> Required work:
Please update the listing below, replacing "Put a dot on" with "Place a marker on" everywhere it appears and leaving every other line as it is.

[Position identification records]
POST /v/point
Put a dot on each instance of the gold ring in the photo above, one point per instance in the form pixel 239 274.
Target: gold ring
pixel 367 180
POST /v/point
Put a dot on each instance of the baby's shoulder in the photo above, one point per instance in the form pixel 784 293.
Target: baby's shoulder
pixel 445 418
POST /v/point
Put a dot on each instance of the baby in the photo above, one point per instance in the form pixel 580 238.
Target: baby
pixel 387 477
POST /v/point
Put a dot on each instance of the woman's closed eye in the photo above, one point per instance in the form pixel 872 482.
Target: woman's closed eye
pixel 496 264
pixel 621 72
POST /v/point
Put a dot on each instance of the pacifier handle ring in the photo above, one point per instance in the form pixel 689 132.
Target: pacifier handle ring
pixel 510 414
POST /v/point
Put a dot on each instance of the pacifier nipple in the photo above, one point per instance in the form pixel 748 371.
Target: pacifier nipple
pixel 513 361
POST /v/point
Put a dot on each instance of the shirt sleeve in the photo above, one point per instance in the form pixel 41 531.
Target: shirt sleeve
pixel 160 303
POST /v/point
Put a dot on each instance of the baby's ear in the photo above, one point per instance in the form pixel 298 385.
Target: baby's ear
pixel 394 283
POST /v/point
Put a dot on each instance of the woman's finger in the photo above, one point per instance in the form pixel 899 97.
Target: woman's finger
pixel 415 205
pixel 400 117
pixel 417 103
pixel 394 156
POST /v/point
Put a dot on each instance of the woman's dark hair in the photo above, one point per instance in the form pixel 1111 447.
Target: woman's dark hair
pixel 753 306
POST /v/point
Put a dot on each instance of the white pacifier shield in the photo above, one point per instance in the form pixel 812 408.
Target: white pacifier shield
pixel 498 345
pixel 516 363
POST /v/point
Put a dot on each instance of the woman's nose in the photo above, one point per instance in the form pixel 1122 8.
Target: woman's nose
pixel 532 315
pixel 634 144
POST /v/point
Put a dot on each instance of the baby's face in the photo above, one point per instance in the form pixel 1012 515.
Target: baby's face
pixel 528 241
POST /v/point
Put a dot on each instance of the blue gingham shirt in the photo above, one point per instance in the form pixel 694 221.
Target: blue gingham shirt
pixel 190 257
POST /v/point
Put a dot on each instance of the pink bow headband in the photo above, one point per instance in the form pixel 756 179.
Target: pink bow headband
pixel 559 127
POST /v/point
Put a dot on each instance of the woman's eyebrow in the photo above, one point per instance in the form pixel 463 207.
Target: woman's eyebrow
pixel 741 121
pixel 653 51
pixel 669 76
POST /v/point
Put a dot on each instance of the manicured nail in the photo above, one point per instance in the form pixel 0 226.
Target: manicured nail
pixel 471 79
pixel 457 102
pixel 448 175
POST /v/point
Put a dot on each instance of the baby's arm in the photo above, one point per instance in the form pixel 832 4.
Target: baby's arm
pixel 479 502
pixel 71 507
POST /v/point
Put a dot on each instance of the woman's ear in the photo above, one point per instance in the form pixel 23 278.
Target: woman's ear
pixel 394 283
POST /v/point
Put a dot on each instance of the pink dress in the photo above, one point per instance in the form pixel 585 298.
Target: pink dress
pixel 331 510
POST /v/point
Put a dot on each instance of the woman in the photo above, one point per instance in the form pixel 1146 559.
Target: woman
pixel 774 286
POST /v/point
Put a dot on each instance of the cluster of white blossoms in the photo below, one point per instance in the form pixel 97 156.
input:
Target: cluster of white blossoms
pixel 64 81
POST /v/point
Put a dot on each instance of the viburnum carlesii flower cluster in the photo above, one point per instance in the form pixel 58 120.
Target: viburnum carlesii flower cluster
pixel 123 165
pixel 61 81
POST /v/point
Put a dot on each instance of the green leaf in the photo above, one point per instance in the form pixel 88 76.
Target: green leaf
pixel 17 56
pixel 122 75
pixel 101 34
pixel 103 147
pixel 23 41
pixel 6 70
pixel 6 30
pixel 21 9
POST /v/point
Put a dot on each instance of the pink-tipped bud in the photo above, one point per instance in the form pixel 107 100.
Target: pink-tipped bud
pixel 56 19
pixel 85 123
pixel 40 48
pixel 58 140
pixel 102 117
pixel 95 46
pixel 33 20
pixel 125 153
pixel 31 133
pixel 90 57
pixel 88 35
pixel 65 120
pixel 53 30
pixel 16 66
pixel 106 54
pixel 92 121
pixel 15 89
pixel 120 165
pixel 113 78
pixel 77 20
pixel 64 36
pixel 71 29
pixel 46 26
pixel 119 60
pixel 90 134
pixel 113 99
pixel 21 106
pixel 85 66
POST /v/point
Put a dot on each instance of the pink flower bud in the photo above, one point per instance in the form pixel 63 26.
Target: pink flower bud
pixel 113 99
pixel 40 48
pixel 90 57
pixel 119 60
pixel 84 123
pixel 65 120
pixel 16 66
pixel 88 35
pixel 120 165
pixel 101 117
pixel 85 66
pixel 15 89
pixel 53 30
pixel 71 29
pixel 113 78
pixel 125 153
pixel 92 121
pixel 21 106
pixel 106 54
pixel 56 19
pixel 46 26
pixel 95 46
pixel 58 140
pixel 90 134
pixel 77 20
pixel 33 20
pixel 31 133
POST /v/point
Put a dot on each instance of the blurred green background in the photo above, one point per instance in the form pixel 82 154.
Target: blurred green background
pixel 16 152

> Expected output:
POST /v/point
Place a marker on each instance of the gold ring in the photo above, one point per instance in the form pixel 239 274.
Target: gold ring
pixel 367 180
POST /v/point
Place a marker on each instance of the baby's shoulder in the photo above, one point per instance in the form pixel 784 293.
Target: baby's shoulder
pixel 445 418
POST /v/point
Place a marker on each instance of the baby in the photo above, one point per instance in the form pixel 580 238.
Target: baby
pixel 387 477
POST /v/point
Place a marker on each instance of the woman's closed eye in the photo above, one point per instance in the form pixel 872 482.
Target: woman's closed eye
pixel 496 264
pixel 621 72
POST /v/point
Place a marker on each instance of the pacifier handle ring in the photo above, one point per instance in the form pixel 689 132.
Target: pacifier handle ring
pixel 510 414
POST /v/point
Place a marker on each instance of the pacifier nipple in the photo above, one point per instance in the form pixel 748 371.
Target: pacifier nipple
pixel 513 361
POST /v/point
Place a marker on each instance of the shirt sleeve in the photo above, one point per instance in the form pixel 41 531.
Target: shirt sleeve
pixel 160 303
POST /v/point
Place a marker on each instance of the baby's ear in the photo above, one point per instance in the form pixel 298 385.
Target: baby's ear
pixel 394 283
POST /v/point
Place a marker on each instance of the woman's finger in the photo above, one point per instance in the form pixel 899 97.
Target: woman's finger
pixel 415 205
pixel 400 117
pixel 417 103
pixel 394 156
POST /v/point
Place a marker on each instance of the woman's dark hair in the photo above, one point per instance in the form pixel 1111 447.
Target: woman's dark hair
pixel 753 306
POST /v/point
Place a marker on each instance of the white pacifier shield in the photo above, one point per instance in the form pixel 812 408.
Target: white pacifier shield
pixel 498 345
pixel 516 363
POST /v/point
Place a marker on each instance of the woman's nose in the photo above, one point per instance in the form pixel 1122 8.
Target: woman's nose
pixel 532 315
pixel 634 144
POST /v/point
Place a marker on each instance of the baby's face in the photo above, one point per instance in the form pixel 1012 515.
Target: baby's face
pixel 528 241
POST /v/point
Place a marker on each instance of the blue gingham shirt in the photo above, one point per instance in the form pixel 694 221.
Target: blue gingham shirt
pixel 190 257
POST /v/point
Place a marker on each instance of the pink bow headband in the photo above, one point per instance in the form pixel 756 179.
Target: pink bow headband
pixel 559 127
POST /v/point
Place a marker on each instance of the woman's eyebrow in the photo above, one point per instance in the form pixel 463 207.
Target: woman's eyebrow
pixel 741 121
pixel 653 51
pixel 669 76
POST /v/point
Place a marker on each instance of the manicured nail in the photo above, one point per instance in the form pixel 0 226.
Target: manicured nail
pixel 471 79
pixel 457 102
pixel 448 175
POST /v/point
Place a marker on each instance of the baby's arm in the photo above, one point per instance in the form pixel 832 4.
Target: baby's arm
pixel 479 502
pixel 71 507
POST /v/point
Place a marker on each instance of the woman's ear in the photo above, one point per instance in the form pixel 23 278.
Target: woman's ear
pixel 394 283
POST /v/point
Place a marker on each instance of the pink dress in the photo above, one point per instance in the form pixel 585 298.
Target: pink dress
pixel 331 510
POST /v/point
Place a marker on each instance of the woman in the photo above, one point per instance in the form pixel 1146 559.
Target: woman
pixel 774 286
POST /v/point
Place a marker on each instance of the cluster of white blossoms in the photo below, one point per instance in the form pixel 97 156.
input:
Target: cluster of white blossoms
pixel 64 81
POST /v/point
Place a marker on each instance of the viburnum carlesii flower cluster in the photo above, one point per instance in the form pixel 58 120.
Target: viburnum carlesii flower cluster
pixel 123 165
pixel 61 81
POST /v/point
Place a marker on each instance of the green leaf in the photo above, one point per instance in the form pixel 88 76.
Target: green leaf
pixel 17 56
pixel 122 75
pixel 101 34
pixel 103 147
pixel 23 41
pixel 6 70
pixel 6 30
pixel 21 9
POST /v/point
Place a marker on each instance of the pink-tipped bud in the photo above, one point per instance in the form pixel 107 100.
Target: pink-tipped bud
pixel 56 19
pixel 85 123
pixel 40 48
pixel 58 140
pixel 102 117
pixel 95 46
pixel 33 20
pixel 125 153
pixel 31 133
pixel 90 57
pixel 88 35
pixel 65 120
pixel 53 30
pixel 16 66
pixel 106 54
pixel 92 121
pixel 15 89
pixel 120 165
pixel 113 78
pixel 77 20
pixel 64 36
pixel 71 29
pixel 46 26
pixel 119 60
pixel 90 134
pixel 113 99
pixel 21 106
pixel 85 66
POST /v/point
Place a marker on each instance of the pink flower bud in the photo above, one point per instance in the form pixel 63 26.
Target: pink flower bud
pixel 113 99
pixel 40 48
pixel 90 57
pixel 119 60
pixel 84 123
pixel 65 120
pixel 16 66
pixel 88 35
pixel 120 165
pixel 101 117
pixel 85 66
pixel 15 89
pixel 53 30
pixel 71 29
pixel 113 78
pixel 125 153
pixel 92 121
pixel 21 106
pixel 106 54
pixel 56 19
pixel 46 26
pixel 95 46
pixel 58 140
pixel 90 134
pixel 77 20
pixel 33 20
pixel 31 133
POST /v/point
Place a marker on each instance of the blurred green background in the photo above, one point per instance in the form pixel 82 154.
Target: blurred green background
pixel 16 152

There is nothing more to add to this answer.